----- Listed entries -----

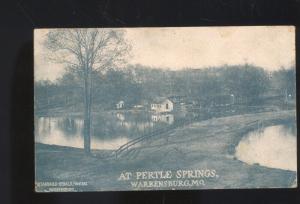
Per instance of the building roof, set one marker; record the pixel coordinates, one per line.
(159, 100)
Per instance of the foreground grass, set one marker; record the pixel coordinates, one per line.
(208, 144)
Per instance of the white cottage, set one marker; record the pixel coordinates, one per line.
(162, 105)
(120, 105)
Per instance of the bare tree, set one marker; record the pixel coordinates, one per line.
(85, 51)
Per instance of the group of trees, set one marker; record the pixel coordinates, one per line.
(135, 84)
(92, 58)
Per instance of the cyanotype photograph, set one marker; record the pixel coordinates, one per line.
(165, 108)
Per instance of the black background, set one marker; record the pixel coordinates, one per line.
(17, 20)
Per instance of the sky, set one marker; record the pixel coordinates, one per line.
(270, 47)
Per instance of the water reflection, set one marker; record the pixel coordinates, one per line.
(109, 130)
(273, 146)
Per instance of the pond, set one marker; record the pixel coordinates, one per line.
(273, 146)
(109, 130)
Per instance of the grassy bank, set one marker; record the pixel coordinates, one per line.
(208, 144)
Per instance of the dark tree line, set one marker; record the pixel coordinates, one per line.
(135, 84)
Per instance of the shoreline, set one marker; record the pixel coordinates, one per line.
(209, 145)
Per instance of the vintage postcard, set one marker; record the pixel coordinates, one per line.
(172, 108)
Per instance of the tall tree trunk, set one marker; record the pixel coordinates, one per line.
(87, 112)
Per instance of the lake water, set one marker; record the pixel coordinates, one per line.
(274, 146)
(108, 130)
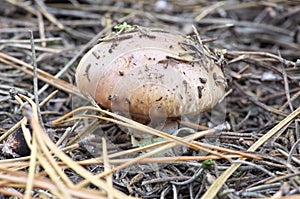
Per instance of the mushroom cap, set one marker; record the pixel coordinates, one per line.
(153, 73)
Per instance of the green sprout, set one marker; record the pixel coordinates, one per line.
(206, 164)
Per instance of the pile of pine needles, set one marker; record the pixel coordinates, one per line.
(248, 148)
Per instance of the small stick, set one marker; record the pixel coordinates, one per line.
(35, 81)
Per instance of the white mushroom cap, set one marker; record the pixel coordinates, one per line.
(151, 74)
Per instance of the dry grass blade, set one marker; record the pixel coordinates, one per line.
(46, 145)
(42, 75)
(219, 182)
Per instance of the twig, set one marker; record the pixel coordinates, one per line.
(35, 81)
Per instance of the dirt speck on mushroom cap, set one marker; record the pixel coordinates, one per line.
(158, 73)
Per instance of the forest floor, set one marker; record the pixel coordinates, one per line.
(258, 157)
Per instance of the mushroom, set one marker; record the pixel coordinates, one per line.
(147, 74)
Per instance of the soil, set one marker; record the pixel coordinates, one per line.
(257, 43)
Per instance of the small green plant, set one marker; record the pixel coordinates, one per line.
(206, 164)
(123, 26)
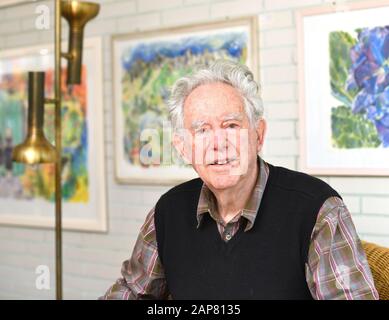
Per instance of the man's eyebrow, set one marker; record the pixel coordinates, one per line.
(197, 123)
(233, 116)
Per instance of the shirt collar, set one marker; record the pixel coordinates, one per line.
(207, 201)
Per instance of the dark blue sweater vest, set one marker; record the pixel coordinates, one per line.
(266, 262)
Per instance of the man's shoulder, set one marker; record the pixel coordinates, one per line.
(191, 187)
(302, 183)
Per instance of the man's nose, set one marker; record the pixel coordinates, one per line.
(219, 139)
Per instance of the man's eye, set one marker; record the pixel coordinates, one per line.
(232, 126)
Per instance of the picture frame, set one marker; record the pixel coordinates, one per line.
(145, 66)
(343, 113)
(27, 192)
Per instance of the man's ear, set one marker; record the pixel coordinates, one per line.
(181, 145)
(261, 132)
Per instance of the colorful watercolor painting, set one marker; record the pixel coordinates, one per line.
(27, 193)
(344, 97)
(25, 182)
(145, 69)
(360, 83)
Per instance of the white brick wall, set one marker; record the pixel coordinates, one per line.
(93, 261)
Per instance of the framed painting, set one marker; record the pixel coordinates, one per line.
(27, 192)
(344, 89)
(145, 66)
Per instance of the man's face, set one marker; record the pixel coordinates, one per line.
(223, 145)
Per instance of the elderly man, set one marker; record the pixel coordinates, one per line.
(245, 229)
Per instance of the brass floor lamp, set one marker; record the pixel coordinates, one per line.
(36, 148)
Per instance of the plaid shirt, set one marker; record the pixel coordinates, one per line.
(336, 267)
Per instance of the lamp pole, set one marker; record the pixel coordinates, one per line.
(36, 148)
(58, 147)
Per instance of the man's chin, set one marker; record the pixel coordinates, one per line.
(222, 182)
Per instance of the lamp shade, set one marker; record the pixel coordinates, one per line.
(77, 14)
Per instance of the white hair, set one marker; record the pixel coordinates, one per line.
(237, 75)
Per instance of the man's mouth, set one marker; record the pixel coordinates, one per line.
(222, 162)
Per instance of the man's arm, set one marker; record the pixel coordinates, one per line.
(337, 267)
(143, 274)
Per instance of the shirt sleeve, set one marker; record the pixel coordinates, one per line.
(142, 275)
(337, 268)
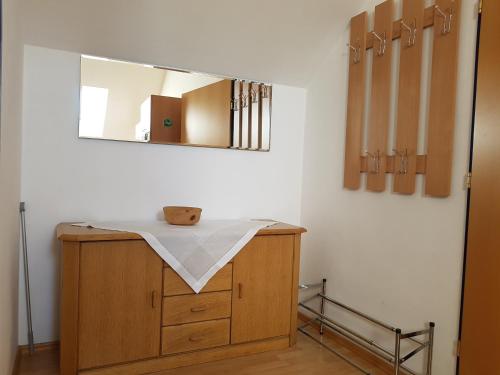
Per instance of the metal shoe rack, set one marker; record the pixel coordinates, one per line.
(392, 356)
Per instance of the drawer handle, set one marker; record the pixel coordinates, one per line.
(198, 309)
(153, 299)
(196, 338)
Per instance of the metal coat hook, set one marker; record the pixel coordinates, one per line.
(373, 161)
(357, 52)
(447, 17)
(382, 39)
(412, 32)
(403, 161)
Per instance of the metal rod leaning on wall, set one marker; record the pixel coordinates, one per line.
(396, 358)
(22, 209)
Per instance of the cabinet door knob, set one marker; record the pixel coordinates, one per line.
(198, 309)
(195, 338)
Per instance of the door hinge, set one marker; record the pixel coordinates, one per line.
(457, 348)
(468, 180)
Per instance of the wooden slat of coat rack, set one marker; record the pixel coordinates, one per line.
(255, 117)
(259, 131)
(266, 110)
(245, 113)
(355, 102)
(236, 114)
(442, 102)
(380, 97)
(410, 62)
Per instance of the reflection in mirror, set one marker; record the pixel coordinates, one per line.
(143, 103)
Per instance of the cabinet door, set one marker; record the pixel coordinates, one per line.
(262, 289)
(119, 303)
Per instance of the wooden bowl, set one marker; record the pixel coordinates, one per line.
(182, 215)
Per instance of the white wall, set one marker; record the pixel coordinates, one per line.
(66, 179)
(396, 257)
(10, 159)
(206, 36)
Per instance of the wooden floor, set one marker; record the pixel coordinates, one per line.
(307, 358)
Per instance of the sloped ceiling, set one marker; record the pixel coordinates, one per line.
(277, 41)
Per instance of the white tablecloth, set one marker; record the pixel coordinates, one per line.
(195, 252)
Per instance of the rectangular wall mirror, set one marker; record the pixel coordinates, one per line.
(133, 102)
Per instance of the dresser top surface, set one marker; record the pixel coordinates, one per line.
(68, 232)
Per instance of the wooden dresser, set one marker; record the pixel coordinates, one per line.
(124, 311)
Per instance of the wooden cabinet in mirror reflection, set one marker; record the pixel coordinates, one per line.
(149, 104)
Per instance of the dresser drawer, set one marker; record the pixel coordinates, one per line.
(173, 284)
(194, 336)
(196, 307)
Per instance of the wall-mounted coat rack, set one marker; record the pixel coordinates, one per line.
(251, 119)
(402, 159)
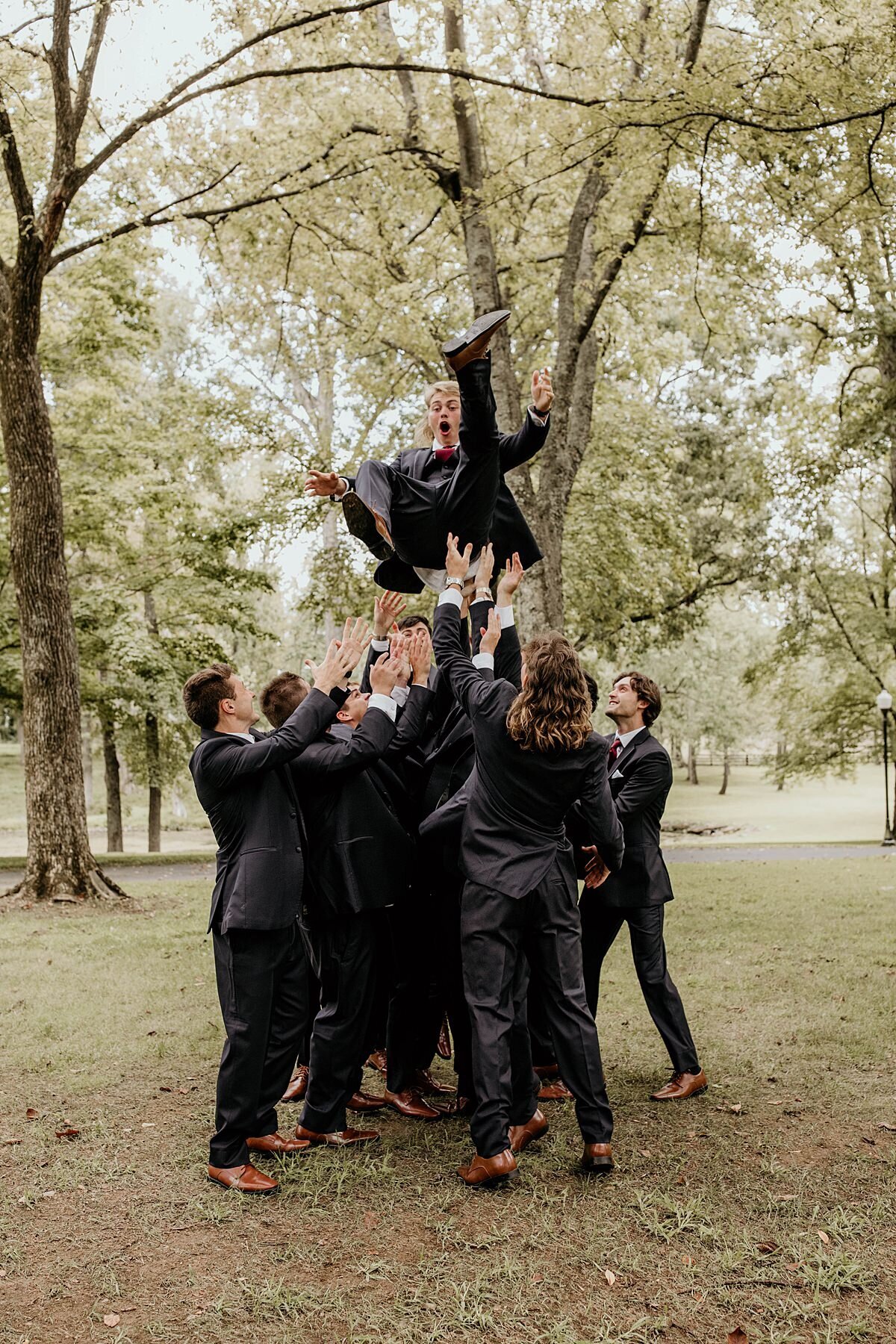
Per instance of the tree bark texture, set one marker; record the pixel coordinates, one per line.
(60, 860)
(114, 830)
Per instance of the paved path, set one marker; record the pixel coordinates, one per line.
(175, 871)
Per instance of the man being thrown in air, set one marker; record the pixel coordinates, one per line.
(402, 510)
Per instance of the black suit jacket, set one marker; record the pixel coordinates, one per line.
(640, 781)
(512, 831)
(509, 531)
(359, 848)
(253, 813)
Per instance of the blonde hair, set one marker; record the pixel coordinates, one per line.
(553, 712)
(423, 432)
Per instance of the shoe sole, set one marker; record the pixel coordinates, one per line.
(488, 322)
(361, 524)
(697, 1092)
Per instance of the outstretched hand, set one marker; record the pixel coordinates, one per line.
(492, 635)
(455, 562)
(385, 673)
(386, 613)
(324, 483)
(511, 579)
(541, 390)
(595, 870)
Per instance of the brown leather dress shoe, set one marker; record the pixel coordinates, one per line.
(457, 1107)
(279, 1144)
(411, 1105)
(423, 1081)
(297, 1085)
(489, 1171)
(246, 1179)
(598, 1159)
(524, 1135)
(344, 1139)
(555, 1090)
(474, 342)
(682, 1086)
(363, 1101)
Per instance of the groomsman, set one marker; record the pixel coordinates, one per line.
(640, 781)
(260, 964)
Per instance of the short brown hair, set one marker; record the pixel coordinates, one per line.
(645, 690)
(553, 712)
(282, 695)
(205, 691)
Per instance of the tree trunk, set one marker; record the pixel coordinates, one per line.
(87, 759)
(114, 830)
(153, 769)
(60, 863)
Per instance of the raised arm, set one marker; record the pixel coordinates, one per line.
(598, 812)
(222, 764)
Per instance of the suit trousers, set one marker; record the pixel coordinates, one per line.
(499, 936)
(262, 984)
(415, 1007)
(600, 929)
(421, 512)
(343, 953)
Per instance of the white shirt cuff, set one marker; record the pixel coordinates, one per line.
(383, 702)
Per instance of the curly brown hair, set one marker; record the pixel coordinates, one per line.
(553, 712)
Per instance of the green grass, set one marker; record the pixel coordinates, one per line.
(810, 812)
(712, 1221)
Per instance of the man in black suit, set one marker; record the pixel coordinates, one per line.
(640, 781)
(240, 777)
(359, 865)
(402, 510)
(535, 757)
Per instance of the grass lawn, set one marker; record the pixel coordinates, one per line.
(768, 1204)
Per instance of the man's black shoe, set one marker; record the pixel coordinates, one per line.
(361, 523)
(474, 342)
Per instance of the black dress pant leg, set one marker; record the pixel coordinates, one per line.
(600, 929)
(660, 994)
(554, 951)
(344, 959)
(491, 936)
(249, 968)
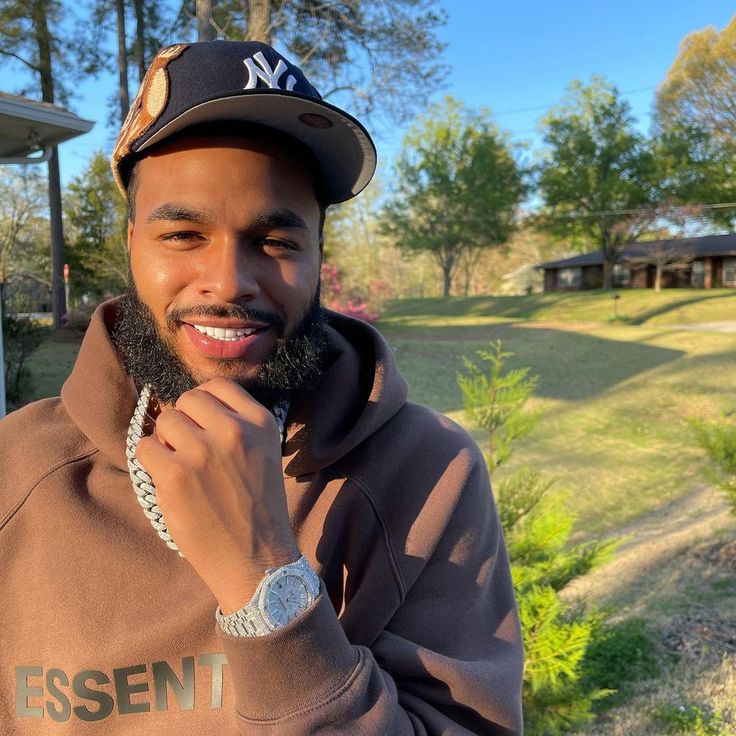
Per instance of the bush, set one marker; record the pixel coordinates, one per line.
(557, 635)
(367, 306)
(718, 439)
(21, 337)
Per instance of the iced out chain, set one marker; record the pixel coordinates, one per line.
(143, 485)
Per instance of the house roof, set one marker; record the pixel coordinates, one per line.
(28, 125)
(708, 245)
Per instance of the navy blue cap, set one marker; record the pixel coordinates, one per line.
(192, 84)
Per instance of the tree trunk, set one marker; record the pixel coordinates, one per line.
(205, 29)
(258, 20)
(58, 293)
(607, 272)
(43, 41)
(446, 282)
(122, 61)
(140, 39)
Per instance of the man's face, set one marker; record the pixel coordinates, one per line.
(225, 252)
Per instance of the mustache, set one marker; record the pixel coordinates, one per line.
(224, 311)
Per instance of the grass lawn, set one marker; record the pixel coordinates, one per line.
(615, 400)
(635, 306)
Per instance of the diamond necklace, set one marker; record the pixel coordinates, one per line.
(143, 485)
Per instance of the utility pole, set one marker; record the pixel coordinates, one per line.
(205, 29)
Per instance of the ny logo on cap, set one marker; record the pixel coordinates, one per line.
(270, 76)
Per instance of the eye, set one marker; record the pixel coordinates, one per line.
(182, 237)
(276, 245)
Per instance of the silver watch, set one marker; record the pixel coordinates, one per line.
(283, 594)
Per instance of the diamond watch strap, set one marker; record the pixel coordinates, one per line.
(249, 620)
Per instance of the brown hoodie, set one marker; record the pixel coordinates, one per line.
(104, 630)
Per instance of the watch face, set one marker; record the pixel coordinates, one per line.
(285, 599)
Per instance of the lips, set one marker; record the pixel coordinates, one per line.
(228, 342)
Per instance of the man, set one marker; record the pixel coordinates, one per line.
(341, 569)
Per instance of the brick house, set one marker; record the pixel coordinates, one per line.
(708, 262)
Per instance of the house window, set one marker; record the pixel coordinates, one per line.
(729, 271)
(697, 275)
(621, 275)
(569, 278)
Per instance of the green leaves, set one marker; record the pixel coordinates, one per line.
(537, 526)
(457, 186)
(495, 400)
(598, 167)
(718, 439)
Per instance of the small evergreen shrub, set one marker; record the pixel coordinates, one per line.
(21, 337)
(718, 439)
(537, 526)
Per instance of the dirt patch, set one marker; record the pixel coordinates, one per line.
(653, 548)
(722, 554)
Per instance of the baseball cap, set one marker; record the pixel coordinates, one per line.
(210, 81)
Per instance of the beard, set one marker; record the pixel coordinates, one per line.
(149, 355)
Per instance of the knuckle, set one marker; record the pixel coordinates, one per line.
(231, 430)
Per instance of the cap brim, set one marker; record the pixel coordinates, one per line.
(344, 149)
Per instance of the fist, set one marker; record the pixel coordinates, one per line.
(215, 458)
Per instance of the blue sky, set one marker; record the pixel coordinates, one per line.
(514, 57)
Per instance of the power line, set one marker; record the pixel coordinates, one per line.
(535, 108)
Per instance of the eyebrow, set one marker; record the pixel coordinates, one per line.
(173, 212)
(278, 218)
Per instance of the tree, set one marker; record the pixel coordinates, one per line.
(597, 170)
(113, 18)
(694, 170)
(26, 37)
(457, 187)
(666, 256)
(384, 54)
(97, 223)
(700, 87)
(23, 230)
(556, 633)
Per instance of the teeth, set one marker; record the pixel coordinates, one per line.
(224, 333)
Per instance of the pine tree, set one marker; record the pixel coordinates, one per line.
(537, 527)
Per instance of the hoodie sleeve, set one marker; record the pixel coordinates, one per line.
(448, 662)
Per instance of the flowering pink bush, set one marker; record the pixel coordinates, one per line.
(366, 307)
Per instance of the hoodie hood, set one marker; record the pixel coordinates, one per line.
(357, 394)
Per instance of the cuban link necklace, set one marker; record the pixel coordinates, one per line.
(143, 485)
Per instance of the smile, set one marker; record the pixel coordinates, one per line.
(226, 334)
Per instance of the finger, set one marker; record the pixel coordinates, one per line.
(204, 409)
(177, 430)
(237, 399)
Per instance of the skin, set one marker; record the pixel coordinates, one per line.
(223, 221)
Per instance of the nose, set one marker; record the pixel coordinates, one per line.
(228, 273)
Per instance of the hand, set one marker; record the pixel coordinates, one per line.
(215, 459)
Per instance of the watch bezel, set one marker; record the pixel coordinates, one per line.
(267, 587)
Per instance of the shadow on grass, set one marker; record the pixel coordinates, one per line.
(644, 317)
(571, 366)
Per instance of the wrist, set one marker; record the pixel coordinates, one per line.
(282, 595)
(238, 589)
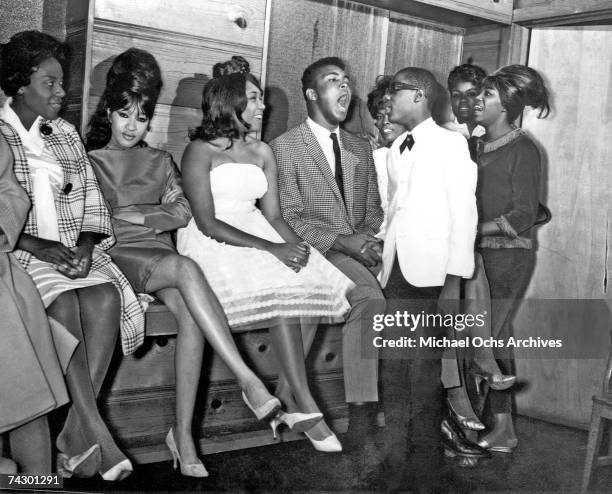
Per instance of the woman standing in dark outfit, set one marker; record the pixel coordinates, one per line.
(508, 196)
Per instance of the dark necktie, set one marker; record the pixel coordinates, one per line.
(408, 143)
(338, 174)
(473, 147)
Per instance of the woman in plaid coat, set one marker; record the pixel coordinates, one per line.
(62, 244)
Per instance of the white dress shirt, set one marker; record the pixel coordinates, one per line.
(323, 138)
(47, 174)
(431, 213)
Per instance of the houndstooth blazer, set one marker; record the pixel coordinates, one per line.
(81, 208)
(309, 196)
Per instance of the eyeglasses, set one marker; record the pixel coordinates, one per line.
(400, 86)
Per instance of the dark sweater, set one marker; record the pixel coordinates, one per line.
(509, 188)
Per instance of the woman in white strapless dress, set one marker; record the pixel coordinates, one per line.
(264, 275)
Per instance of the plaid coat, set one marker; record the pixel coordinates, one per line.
(81, 209)
(309, 196)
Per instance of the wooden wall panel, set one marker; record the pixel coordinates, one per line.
(574, 260)
(210, 19)
(302, 31)
(483, 46)
(412, 42)
(495, 10)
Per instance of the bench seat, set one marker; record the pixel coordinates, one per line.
(138, 398)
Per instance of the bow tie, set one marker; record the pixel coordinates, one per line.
(46, 129)
(408, 143)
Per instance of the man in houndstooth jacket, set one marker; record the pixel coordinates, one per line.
(329, 196)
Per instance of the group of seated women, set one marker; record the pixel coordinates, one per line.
(92, 226)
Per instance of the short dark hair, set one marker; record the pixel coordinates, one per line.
(376, 97)
(134, 79)
(310, 73)
(466, 72)
(519, 86)
(23, 53)
(424, 80)
(224, 98)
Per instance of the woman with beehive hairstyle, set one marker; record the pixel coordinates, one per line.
(508, 197)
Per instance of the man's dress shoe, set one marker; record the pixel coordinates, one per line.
(455, 442)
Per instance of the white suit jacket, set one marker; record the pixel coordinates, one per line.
(431, 215)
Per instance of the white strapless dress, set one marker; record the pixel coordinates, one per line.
(254, 287)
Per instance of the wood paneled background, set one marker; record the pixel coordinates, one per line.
(371, 40)
(574, 259)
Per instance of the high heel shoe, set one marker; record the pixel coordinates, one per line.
(297, 422)
(120, 471)
(328, 445)
(84, 465)
(498, 382)
(508, 447)
(471, 423)
(267, 410)
(189, 470)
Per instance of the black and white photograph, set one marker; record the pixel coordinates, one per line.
(314, 246)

-----

Starting at the line that contains "Per instance of the man in houndstooth", copy each line exactly through the end of the listing above. Include that first line and the last one, and add nothing.

Per instance of the man in houndstooth jacket, set one marker; record the pixel coordinates, one per line.
(329, 196)
Per instance of the group of seated women, set one marker; record the pixel coordinates, one per line.
(92, 226)
Per instance of the short dark hair, set one marker; record the pixel coordinates, one per line.
(376, 97)
(134, 79)
(310, 73)
(466, 72)
(519, 86)
(23, 53)
(424, 80)
(224, 98)
Per instance of the woman with beehive hairstyle, set one marker; record the pixel coordinates, one per line.
(508, 197)
Per instance of the man's dress shoe, set one marker; record the pixel coordinates, one per line.
(455, 442)
Per instance of the white suit jacket, set one marker; record the pixel coordinates, one per line.
(431, 215)
Per instance of the white strapless dress, set one marker; record the pixel coordinates, one per line.
(254, 287)
Per instance of the wood paneled background, set one marker; record the pixel coordinates, one per line.
(371, 40)
(574, 259)
Per instance of the high heel shoe, set one marker; record the pixel coordinates, one per line.
(297, 422)
(120, 471)
(328, 445)
(84, 465)
(498, 382)
(508, 447)
(471, 423)
(267, 410)
(189, 470)
Per instance of the black and white photograph, set one marker; record the pixel coordinates, one per line.
(314, 246)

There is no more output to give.